* **Excerpted passage**
= Kai Li (businessman) =

American businessman

Kai Li is an American businessman who was detained in China in 2016. The United States government considered Li to be wrongfully detained under the Levinson Act as did the U.N. Working Group on Arbitrary Detention which declared Li's detention to be arbitrary. In November 2024, Li was released as part of a prisoner swap with China.

== Early life and career ==
Li was born in Shanghai, China, in 1962. He came to the United States to study at the age of twenty-seven and later naturalized as a United States citizen. Li owned an export business that bought and sold solar cells and related-technology to aerospace firms in the United States.

== Detention ==
In September 2016, Li travelled to Shanghai to mark the first anniversary of his mother's death. When he arrived at Pudong International Airport, Chinese authorities immediately seized him on state security charges. Li was held in secret detention for months without access to legal counsel under Residential Surveillance at a Designated Location (RSDL).

In July 2018, after months of detention, in a one-hour secret trial, Li was convicted of espionage. Li's lawyers contend that the state secrets that he is accused of stealing are freely available on the Chinese internet. Some have observed that China has aggressively targeted and arbitrarily detained foreign nationals and dual-nationals on charges of espionage or violation of state security laws, as in the detention of Michael Spavor and Michael Kovrig, Cheng Li, Nobu Iwatani, and Phan "Sandy" Phan-Gillis. Academics refer to this as hostage diplomacy.

Li was sentenced to ten years in prison and held at Qingpu Prison. Li's family reported to U.S. officials in 2022 that he was confined to a tiny cell with eleven other prisoners only allowed to leave for daily COVID-19 testing and less than one hour per week of exercise. Li's family has reported serious concerns for Li's health, indicating that Li has suffered a stroke, high blood pressure, chronic gastritis, and shingles while in prison. Li is allowed to speak to his family only once a month and only for minutes.

* **Raw data**
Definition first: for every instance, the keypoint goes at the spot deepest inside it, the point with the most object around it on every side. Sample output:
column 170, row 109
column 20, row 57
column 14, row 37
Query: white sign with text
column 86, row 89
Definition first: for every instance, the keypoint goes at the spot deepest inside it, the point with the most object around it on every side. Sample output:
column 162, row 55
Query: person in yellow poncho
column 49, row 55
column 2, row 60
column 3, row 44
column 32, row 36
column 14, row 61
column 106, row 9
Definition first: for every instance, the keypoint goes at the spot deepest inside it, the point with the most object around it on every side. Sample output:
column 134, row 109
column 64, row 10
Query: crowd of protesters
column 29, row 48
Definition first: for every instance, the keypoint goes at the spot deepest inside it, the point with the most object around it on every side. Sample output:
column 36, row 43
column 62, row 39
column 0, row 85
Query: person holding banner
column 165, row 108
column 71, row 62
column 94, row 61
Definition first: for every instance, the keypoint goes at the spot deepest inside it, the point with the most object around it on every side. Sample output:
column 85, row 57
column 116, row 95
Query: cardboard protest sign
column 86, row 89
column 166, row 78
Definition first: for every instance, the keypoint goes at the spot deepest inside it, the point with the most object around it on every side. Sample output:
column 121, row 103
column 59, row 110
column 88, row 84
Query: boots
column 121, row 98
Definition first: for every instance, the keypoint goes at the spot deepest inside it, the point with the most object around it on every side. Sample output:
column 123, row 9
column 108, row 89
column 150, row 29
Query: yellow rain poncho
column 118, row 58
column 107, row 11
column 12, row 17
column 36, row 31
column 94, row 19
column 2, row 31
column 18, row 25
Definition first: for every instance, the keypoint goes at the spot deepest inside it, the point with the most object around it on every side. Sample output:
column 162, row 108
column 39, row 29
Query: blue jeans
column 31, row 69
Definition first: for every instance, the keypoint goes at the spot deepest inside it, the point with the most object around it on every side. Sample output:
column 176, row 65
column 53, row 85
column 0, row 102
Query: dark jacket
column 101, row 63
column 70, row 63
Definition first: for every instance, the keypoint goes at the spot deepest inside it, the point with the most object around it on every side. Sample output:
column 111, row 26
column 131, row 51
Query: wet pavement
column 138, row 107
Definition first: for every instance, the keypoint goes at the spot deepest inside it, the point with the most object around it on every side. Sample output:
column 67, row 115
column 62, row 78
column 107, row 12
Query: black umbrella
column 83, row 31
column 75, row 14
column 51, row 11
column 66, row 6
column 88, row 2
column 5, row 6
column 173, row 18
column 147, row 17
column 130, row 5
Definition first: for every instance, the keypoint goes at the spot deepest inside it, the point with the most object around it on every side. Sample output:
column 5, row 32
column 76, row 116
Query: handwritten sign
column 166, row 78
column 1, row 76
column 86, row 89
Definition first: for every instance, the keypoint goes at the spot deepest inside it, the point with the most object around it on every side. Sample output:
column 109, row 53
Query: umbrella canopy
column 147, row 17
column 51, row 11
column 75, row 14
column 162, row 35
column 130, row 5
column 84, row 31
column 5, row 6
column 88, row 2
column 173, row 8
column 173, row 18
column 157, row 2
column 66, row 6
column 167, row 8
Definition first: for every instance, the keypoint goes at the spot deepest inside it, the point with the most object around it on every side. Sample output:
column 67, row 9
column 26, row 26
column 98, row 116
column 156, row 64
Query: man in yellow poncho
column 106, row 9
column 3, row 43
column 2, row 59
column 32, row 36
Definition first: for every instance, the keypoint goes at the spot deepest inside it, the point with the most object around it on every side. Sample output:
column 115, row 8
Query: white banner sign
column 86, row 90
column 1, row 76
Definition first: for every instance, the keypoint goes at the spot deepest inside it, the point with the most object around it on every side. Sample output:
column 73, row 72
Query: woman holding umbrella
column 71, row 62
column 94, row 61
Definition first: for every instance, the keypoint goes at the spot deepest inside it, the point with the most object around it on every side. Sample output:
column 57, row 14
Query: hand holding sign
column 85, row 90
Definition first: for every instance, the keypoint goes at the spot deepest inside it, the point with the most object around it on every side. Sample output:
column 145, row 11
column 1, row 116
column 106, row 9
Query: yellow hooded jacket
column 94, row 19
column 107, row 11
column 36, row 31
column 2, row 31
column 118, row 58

* **Brief 1**
According to the article on Kai Li, why did Li travel to Shanghai in September 2016? Answer in one to three sentences.
* **Brief 2**
List every health condition that, according to his family in the article on Kai Li, Li has suffered while in prison.

* **Solution 1**
Li traveled to Shanghai to mark the first anniversary of his mother's death.

* **Solution 2**
- A stroke
- High blood pressure
- Chronic gastritis
- Shingles